## Tugas Wajib 1
Identifikasi dan salin setiap baris catatan yang memuat kata "balcony".

## Dokumen
• • • •
Minggu pagi itu aku
bersiap, kukancingan kemejaku dengan rapih, sepatu pantofel, berlari sambil
melihat jam di tangan, memakai helm dan bersiap mengendarai motor, tak lupa aku
pasang lagu berjudul I Dont Care “Cause
I don't care when I'm with my baby, yeah”. Dalam perjalan, aku melihat
pengendara motor sedang bertengkar, mungkin yang bertengkar adalah sepasang
kekasih. Setelah melewati perempatan, aku berjalan dan melintasi pengendara
motor yang terjatuh. Terlintas akan sebuah tulisan “Lelakiku bukan sebuah
kesalahan, ia merawatku dengan penuh keberanian. Perempuanku bukan kemungkinan,
ia menjagaku dengan keyakinan. Lelakiku bukan pahlawan, ia berjuang demi
keserdahanaan. Perempuanku bukan rumah ia sebuah perjalanan tanpa ujung, kita
sepasang yang bukan-bukan” Ingatan akan tulisan tersebut terhenti, ketika ada
seorang pengamen kecil dan seorang anak kecil berjoget di perempatan, ada
beberapa anak menjual tisu, menjual vitacamin, aku merogoh celanaku, aku
membeli vitacimin, aku berikan uang lebih, bagiku beragama itu berbuat baik
tanpa merasa dirimu yang terbaik. Begitulah potret kemiskinan sudah dipandang
biasa saja, kemisikanan hanya dekat dengan angka statistik, tapi jauh dari rasa
kemanusian. Lampu hijau, tanda berjalan, di sepanjang jalan penuh spanduk poster
caleg, maupun partai politik, semrawut tanpa ada penataan, penuh janji yang
ditawarkan, apakah mereka jika terpilih di sumpah dengan kitab suci, masihkan
akan berbuat tercela, korupsi misalnya? Jika memang masih dilakukan Tuhan pun
rasanya ada hanya dibuat becandaan bagi mereka yang melanggar sumpah. Tiba-tiba
di pinggir jalan ada beberapa orang sedang berorasi dan berteriak, ada serikat
buruh sedang berdemo, aku mendapat relase demo tersebut, mereka dari sebuah
pabrik penghasil sepatu internasional, dan permalahannya adalah pabrik
distributor itu bangkrut, dan pengembangnya kabur, juga belum membayarkan THR
pekerjanya. Mereka menuntut haknya, nasib buruh kasar selalu rentan tanpa ada
perlindungan tapi berbeda dengan nasib pengembang selalu dipermudah, seharusnya
semua dapat perlindungan, pantas saja di Al-Quran ditulis “Tahukah kamu apakah
jalan yang mendaki lagi sukar itu? (yaitu) melepaskan budak dari perbudakan.”
• • • •
## Data Kerja
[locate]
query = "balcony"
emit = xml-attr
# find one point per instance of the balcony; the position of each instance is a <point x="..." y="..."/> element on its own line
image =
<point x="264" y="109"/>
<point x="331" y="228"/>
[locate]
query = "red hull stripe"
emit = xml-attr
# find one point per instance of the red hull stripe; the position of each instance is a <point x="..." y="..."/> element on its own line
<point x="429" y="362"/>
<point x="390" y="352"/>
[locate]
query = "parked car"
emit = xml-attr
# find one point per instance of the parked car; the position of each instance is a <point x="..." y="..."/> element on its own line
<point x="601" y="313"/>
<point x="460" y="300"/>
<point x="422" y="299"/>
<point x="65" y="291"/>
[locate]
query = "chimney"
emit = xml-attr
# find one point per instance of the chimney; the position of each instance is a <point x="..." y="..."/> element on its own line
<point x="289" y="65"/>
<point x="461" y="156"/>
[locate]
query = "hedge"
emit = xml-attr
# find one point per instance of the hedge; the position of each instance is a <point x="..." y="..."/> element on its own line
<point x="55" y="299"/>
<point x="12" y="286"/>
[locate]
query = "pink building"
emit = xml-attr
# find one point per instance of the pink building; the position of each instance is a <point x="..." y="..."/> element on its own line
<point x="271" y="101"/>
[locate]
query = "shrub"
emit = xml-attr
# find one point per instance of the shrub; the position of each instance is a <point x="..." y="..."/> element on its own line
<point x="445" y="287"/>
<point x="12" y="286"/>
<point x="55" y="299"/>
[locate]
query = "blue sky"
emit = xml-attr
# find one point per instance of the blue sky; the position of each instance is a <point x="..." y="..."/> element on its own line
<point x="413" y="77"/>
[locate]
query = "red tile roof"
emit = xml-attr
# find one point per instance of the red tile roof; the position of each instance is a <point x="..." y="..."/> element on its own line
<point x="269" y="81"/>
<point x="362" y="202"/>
• • • •
## Tugas Wajib 2
Berdasarkan dokumen, jelaskan dalam satu sampai tiga kalimat mengapa serikat buruh di pinggir jalan itu berdemo.

## Jawaban Diharapkan 1
query = "balcony"
# find one point per instance of the balcony; the position of each instance is a <point x="..." y="..."/> element on its own line

## Jawaban Diharapkan 2
Para buruh dari sebuah pabrik penghasil sepatu internasional berdemo karena pabrik distributor itu bangkrut dan pengembangnya kabur. Selain itu, THR para pekerja belum dibayarkan, sehingga mereka turun ke jalan menuntut hak mereka.